Take the entries below and print only the lines from the one with "Please spot the sky" through the one with "Please spot the bush", exactly as they stand, both ends included.

:: GIVEN ENTRIES ::
-*-

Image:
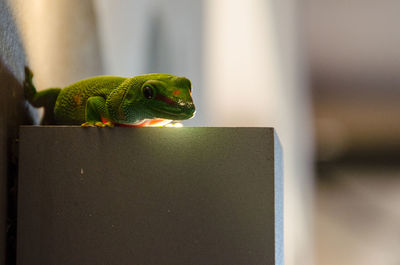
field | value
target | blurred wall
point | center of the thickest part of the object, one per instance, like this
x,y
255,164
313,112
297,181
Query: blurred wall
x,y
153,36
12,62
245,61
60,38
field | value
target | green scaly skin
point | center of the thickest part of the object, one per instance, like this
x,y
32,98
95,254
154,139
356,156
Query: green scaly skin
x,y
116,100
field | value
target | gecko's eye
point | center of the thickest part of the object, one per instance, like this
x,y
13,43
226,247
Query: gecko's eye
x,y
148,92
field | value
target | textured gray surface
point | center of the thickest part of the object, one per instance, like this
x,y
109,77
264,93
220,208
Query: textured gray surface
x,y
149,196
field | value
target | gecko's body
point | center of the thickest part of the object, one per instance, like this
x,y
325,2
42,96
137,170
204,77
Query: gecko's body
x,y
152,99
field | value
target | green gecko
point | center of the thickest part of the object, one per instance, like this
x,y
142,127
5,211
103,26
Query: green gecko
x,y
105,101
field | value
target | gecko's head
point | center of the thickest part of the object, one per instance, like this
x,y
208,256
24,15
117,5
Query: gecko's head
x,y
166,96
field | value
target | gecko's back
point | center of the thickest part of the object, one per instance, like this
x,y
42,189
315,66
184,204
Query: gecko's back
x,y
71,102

-*-

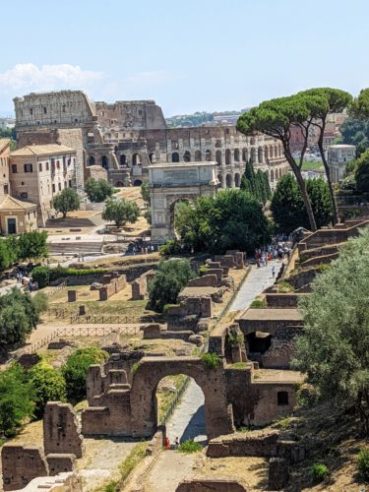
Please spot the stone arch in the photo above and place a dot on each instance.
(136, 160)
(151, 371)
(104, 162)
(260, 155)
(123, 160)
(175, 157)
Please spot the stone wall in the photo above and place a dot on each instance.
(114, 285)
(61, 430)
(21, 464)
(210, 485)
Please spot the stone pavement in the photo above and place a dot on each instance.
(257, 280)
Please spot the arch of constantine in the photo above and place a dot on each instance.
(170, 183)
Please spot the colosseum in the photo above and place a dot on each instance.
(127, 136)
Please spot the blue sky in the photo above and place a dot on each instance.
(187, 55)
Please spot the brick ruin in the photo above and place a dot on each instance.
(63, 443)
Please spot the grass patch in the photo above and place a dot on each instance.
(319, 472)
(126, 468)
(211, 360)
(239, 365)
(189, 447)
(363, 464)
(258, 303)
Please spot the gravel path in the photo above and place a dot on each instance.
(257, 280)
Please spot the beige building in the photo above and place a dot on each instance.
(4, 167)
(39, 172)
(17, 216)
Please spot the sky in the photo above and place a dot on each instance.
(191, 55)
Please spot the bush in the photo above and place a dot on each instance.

-*-

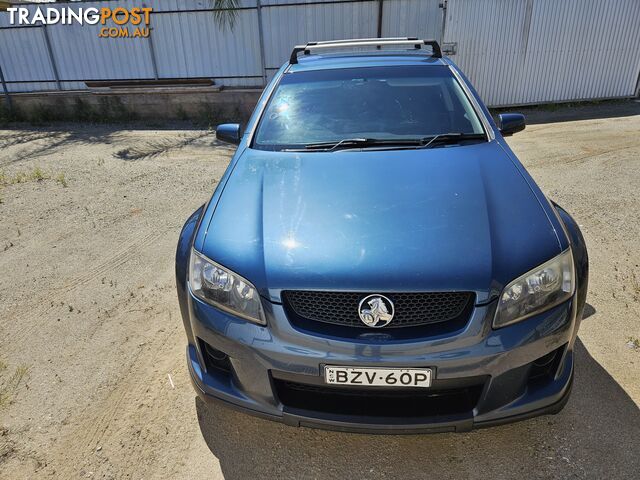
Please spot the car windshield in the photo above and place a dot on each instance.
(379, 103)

-*-

:: ANSWER TO THIS PROBLEM ::
Please spot the sky in the photo above and place a dot on each instance.
(191, 55)
Please spot the bush in the photo above and place a dot on each instance.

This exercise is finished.